> Short task 1:
In the forum thread about making a story furry, what advantage does Conker find in referring to characters by species?
> Short task 2:
Please carry on the forum thread about making a story furry, picking up after its final post.

> Source passage:
◇ ◇ ◇ ◇ ◇

# Making it A Furry Story



## Hooky (Dec 30, 2013)

I am thinking of writing a story and uploading it to FA. Just asking around; how do I make it a furry story? Too few anthro statements and it's just your average story, too many statements and it just gets weird. Basically I'm asking: how often should I remind the reader that the characters are anthropomorphic animals? How can I use this effectively with the story and not just as a tacked on addition to the narrative?


----------



## Conker (Dec 30, 2013)

That's a good question.

A lot of furry stories are furry for the sake of it--all the characters are talking animals but only because why not? Others have humans in em that are super evil and bad because hoomans are like, so evil and bad.

Whatever the story winds up being, you gotta justify having talking animals as characters. 

But I'd say remind the reader that the characters are animals as much as you feel is needed. I've found it kind of nice in a way, because I don't have to repeat names as much when I can default to a species. It really depends on the world you wind up working in. If there are humans and animals, you might need to bring it up more, but if you establish that everyone's an animal, then I don't think it's as required to mention.


----------



## Shetana (Dec 30, 2013)

In my stories I will occasionally mention the species of my characters. I still use phrases like "wags tail" or "extends claws" (and my cat still purrs) to reference that they are anthro critters.  I hope that helps.


----------



## Hooky (Dec 30, 2013)

Conker said:


> That's a good question.
> 
> A lot of furry stories are furry for the sake of it--all the characters are talking animals but only because why not? Others have humans in em that are super evil and bad because hoomans are like, so evil and bad.
> 
> ...





Shetana said:


> In my stories I will occasionally mention the species of my characters. I still use phrases like "wags tail" or "extends claws" (and my cat still purrs) to reference that they are anthro critters.  I hope that helps.


Thanks! I'll keep these points in mind while writing.


----------



## Willow (Dec 30, 2013)

Just like any other story, you should only really reference what the character is when it's important or relevant to the story. There's nothing wrong with occasionally referring to a character by species or pointing out their animal traits (i.e. ears twitching, barking, etc.) but too often people will overload stories with extra details to stress that the character isn't human. 

Basically, if you read through your work and a line or a statement seems unnecessary or it starts to feel repetitive, fix it. This is actually just a general rule of thumb for any sort of writing but it's still good to know.

◇ ◇ ◇ ◇ ◇

> Information supplied:

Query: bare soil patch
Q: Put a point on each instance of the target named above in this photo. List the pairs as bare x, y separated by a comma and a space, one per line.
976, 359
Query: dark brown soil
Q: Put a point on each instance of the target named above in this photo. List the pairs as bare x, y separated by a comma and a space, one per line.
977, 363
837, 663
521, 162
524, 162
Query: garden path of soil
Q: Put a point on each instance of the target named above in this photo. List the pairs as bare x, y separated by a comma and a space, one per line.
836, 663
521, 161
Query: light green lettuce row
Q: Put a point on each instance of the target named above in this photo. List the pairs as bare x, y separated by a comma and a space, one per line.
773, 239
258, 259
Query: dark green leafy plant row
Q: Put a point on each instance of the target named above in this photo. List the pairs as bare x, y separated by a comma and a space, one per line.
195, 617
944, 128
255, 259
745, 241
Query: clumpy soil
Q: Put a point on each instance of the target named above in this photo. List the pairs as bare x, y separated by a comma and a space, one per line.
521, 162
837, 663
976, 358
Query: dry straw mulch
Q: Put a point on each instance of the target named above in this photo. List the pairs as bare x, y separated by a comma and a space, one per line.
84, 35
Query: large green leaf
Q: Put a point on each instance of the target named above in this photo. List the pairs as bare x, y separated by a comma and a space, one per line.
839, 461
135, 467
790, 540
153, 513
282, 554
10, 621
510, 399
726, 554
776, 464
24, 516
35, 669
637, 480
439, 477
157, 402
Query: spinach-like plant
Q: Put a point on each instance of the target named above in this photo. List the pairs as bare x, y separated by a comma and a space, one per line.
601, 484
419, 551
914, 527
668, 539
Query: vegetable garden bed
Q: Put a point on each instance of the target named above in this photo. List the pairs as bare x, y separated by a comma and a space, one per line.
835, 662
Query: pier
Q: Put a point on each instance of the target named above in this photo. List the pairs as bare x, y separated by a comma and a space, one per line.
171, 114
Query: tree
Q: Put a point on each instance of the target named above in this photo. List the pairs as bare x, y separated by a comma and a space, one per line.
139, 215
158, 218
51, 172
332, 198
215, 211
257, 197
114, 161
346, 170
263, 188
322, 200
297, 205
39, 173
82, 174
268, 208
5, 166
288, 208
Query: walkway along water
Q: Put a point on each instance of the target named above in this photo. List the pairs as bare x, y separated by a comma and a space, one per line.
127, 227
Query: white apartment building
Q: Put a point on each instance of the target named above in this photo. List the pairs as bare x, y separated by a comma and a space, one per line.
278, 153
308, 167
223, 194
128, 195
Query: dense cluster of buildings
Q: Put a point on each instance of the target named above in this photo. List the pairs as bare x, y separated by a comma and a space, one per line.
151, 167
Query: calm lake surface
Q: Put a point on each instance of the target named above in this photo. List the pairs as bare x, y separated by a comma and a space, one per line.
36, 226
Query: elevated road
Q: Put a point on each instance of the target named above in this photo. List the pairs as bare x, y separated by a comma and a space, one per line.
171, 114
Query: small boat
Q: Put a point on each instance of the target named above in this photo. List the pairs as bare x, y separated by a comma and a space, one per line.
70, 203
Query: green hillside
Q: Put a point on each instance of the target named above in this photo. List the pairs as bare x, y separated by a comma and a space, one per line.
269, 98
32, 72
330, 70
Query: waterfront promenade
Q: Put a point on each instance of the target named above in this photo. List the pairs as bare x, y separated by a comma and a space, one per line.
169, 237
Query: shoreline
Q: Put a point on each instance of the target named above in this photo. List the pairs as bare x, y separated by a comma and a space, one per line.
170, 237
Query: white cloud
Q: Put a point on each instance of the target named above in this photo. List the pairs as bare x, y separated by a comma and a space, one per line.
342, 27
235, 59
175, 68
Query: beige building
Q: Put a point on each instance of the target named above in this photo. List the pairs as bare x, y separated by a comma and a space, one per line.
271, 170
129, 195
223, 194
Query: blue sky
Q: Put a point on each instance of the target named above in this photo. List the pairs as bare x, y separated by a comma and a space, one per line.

◇ ◇ ◇ ◇ ◇

> Task response 1:
Conker doesn't have to repeat names as much.

> Task response 2:
----------



## Tica (Dec 30, 2013)

if the species of the characters has no bearing on the story whatsoever, you might as well just make them human. you should only deviate from the norm in a story for a good storytelling reason, or in such a way that adds to the depth of your characterization.


----------



## Conker (Dec 30, 2013)

Tica said:


> if the species of the characters has no bearing on the story whatsoever, you might as well just make them human. you should only deviate from the norm in a story for a good storytelling reason, or in such a way that adds to the depth of your characterization.


Unless he decides to write a kid's story then it really doesn't matter. Brian Jacques got away with his animal people for pretty much that reason.

But otherwise I agree.


----------



## Zeitzbach (Dec 30, 2013)

Remember that if the Chameleon cannot use camouflage, then there's no point in making the character a chameleon in the first place. If the cat is just as agile as every other species then it's not really a cat.

You can easily tell the reader that this character is a cat if he starts jumping and climbing up wall at very fast speed and tell that this character is a dog if he can smell a hidden stash of cocaine 15 km away or something. Humans can't really do that.


----------



## coso (Feb 6, 2014)

A literary device may be that. You remember the reader that they are animals with sentences like: "he scratched his nose with his paws as he thought", "he showed his sharp claws", "he moved his ears showing his doubt". That's really cool and it forces you to improve descriptions. Good luck!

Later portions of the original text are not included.